PROBLEM> Rewrite each of the items below, changing "single-line JSON object" to "one-line JSON object" and leaving everything else the same.

TASK DATA>
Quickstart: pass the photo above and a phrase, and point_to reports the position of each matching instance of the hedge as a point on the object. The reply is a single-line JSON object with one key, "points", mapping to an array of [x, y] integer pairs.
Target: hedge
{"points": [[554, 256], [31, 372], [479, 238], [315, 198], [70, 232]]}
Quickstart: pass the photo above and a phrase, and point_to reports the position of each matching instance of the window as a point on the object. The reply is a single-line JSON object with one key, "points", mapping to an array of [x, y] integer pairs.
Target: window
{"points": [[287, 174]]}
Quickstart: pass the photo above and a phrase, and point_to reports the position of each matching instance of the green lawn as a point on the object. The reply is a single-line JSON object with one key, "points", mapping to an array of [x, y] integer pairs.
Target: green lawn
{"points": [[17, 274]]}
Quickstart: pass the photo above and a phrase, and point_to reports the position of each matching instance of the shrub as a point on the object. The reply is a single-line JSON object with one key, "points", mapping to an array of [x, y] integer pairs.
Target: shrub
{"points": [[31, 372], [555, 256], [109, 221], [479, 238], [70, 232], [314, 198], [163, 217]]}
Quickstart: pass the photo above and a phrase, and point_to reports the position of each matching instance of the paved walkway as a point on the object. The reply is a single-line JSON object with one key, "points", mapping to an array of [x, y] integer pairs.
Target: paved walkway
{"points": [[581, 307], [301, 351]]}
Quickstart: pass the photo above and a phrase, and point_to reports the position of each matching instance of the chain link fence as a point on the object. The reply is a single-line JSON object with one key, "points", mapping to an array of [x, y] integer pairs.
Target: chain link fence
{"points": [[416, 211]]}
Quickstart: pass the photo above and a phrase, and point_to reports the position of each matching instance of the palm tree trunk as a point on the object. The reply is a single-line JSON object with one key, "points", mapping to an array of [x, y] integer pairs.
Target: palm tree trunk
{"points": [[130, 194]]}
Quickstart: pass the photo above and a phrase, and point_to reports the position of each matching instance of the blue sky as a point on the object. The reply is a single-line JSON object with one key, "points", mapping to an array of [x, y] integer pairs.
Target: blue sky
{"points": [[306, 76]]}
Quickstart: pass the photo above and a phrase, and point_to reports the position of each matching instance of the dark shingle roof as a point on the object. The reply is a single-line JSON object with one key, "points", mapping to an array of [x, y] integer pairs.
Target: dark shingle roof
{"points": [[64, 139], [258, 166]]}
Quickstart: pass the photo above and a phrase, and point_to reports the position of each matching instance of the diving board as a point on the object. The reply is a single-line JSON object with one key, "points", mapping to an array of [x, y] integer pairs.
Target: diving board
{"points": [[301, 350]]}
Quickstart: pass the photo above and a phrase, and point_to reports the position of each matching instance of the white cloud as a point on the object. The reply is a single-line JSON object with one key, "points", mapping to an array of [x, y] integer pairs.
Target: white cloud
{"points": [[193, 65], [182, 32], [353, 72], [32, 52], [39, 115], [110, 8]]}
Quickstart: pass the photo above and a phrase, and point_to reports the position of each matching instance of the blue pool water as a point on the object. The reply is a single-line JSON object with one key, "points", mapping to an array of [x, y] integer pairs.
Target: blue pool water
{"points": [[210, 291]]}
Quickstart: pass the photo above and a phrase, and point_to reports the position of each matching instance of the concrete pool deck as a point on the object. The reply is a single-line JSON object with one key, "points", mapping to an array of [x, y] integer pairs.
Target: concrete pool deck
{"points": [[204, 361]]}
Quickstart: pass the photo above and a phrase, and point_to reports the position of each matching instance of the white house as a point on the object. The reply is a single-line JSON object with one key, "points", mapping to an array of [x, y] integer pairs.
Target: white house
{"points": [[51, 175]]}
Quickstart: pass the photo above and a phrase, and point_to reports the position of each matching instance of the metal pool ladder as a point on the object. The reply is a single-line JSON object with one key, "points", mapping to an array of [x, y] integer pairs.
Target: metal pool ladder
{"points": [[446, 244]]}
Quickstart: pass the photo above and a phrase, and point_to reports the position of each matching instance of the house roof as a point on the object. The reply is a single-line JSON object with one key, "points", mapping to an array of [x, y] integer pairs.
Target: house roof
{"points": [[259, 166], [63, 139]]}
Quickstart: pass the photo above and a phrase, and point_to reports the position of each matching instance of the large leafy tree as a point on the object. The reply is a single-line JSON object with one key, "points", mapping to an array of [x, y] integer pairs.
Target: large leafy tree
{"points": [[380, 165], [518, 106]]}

COMPLETED TASK>
Quickstart: pass the photo above and a phrase, and point_to reports the position of each matching instance of the hedge as a point on the object. The reply is a one-line JSON object with one key, "points", mapping to an array of [x, y] integer pairs.
Target: hedge
{"points": [[554, 256], [31, 372], [479, 238], [315, 198], [70, 232]]}
Quickstart: pass the photo above and a phrase, and point_to reports the position of each matching instance of the window as a point on the object. The reply is a one-line JSON object with one key, "points", mapping to an array of [x, y] integer pairs.
Target: window
{"points": [[287, 174]]}
Quickstart: pass the photo above and a phrase, and point_to reports the position of each matching instance of the green lawn as a point on the object. The reply is a one-line JSON object with one key, "points", mapping to an array of [x, y] integer pairs.
Target: green lawn
{"points": [[17, 274]]}
Quickstart: pass the photo above and a phrase, and point_to reports the position of each matching instance of the shrub as a point on the object. The reply is a one-line JSON object with one key, "points", mapping to an array of [x, y] integer pairs.
Target: shrub
{"points": [[31, 372], [555, 256], [109, 221], [479, 238], [70, 232], [314, 198], [163, 217]]}
Quickstart: pass the photo above and a phrase, and point_to reports the position of each matching instance of the paved walkway as a point on the object. The reply is a one-line JSON object with one key, "points", mapping to an array of [x, y] integer pairs.
Target: paved walkway
{"points": [[581, 307], [301, 351]]}
Quickstart: pass the photo above and a phrase, and point_to reports the position of each matching instance of the chain link fence as a point on the object. The reply is a one-line JSON object with one key, "points", mapping to an array of [x, y] integer pairs.
Target: chain link fence
{"points": [[416, 211]]}
Quickstart: pass the photo above and a phrase, and point_to reports the position of each matching instance of the palm tree trunk as a point on the object. The reply is a one-line JSON object with one key, "points", mapping to an array of [x, y] integer pairs.
Target: palm tree trunk
{"points": [[130, 194]]}
Quickstart: pass the photo above and a phrase, and point_to reports the position of each matching instance of the blue sky as a point on the object. The reply is a one-line JSON object with one key, "points", mapping to an array of [x, y] integer pairs.
Target: blue sky
{"points": [[306, 76]]}
Quickstart: pass the photo above and a phrase, and point_to reports the position of each matching instance of the dark shingle roof as a point on the object. The reply is a one-line JSON object with one key, "points", mapping to an array of [x, y] integer pairs.
Target: dark shingle roof
{"points": [[64, 139], [258, 166]]}
Quickstart: pass the photo above and a phrase, and point_to reports the position of each matching instance of the diving board as a point on the object. The reply is a one-line JSON object with one key, "points", mapping to an array of [x, y] integer pairs.
Target: diving board
{"points": [[301, 350]]}
Quickstart: pass the photo above and a phrase, and point_to reports the position of each matching instance of the white cloud as a point on the object. The reply is a one-line JSON object with one key, "points", mapping to an array of [x, y] integer pairs.
Target: white cloud
{"points": [[193, 65], [182, 32], [353, 72], [32, 52], [39, 115], [110, 8]]}
Quickstart: pass the photo above and a phrase, and point_to reports the position of each matching instance of the blue pool water as a point on the object. The reply is a one-line JSON object with one key, "points", mapping to an array of [x, y] integer pairs.
Target: blue pool water
{"points": [[210, 291]]}
Quickstart: pass the photo above and a phrase, and point_to reports the position of each matching instance of the concrete pool deck as a point on the object. The reply is a one-line JSON object with one key, "points", mapping to an array of [x, y] integer pairs.
Target: concrete pool deck
{"points": [[204, 361]]}
Quickstart: pass the photo above and a phrase, and point_to reports the position of each matching instance of the white house as a point on the object. The reply is a one-line JSON object with one key, "points", mapping to an array of [x, y] integer pairs.
Target: white house
{"points": [[51, 175]]}
Quickstart: pass the photo above and a phrase, and point_to reports the position of each matching instance of the metal pool ladder as a point on the object. The reply is a one-line JSON object with one key, "points", mapping to an array of [x, y] integer pairs.
Target: metal pool ladder
{"points": [[446, 244]]}
Quickstart: pass the photo above and a phrase, and point_to reports the position of each matching instance of the house roof as a point on the object. The reply is a one-line JSON object with one key, "points", mapping to an array of [x, y] integer pairs.
Target: house roof
{"points": [[259, 166], [63, 139]]}
Quickstart: pass the photo above and a phrase, and point_to reports the position of each matching instance of the large leafy tree as a point on the object. The reply is a one-line JSON object with one key, "points", mapping to an array of [x, y] integer pairs.
Target: large leafy tree
{"points": [[380, 165], [518, 106]]}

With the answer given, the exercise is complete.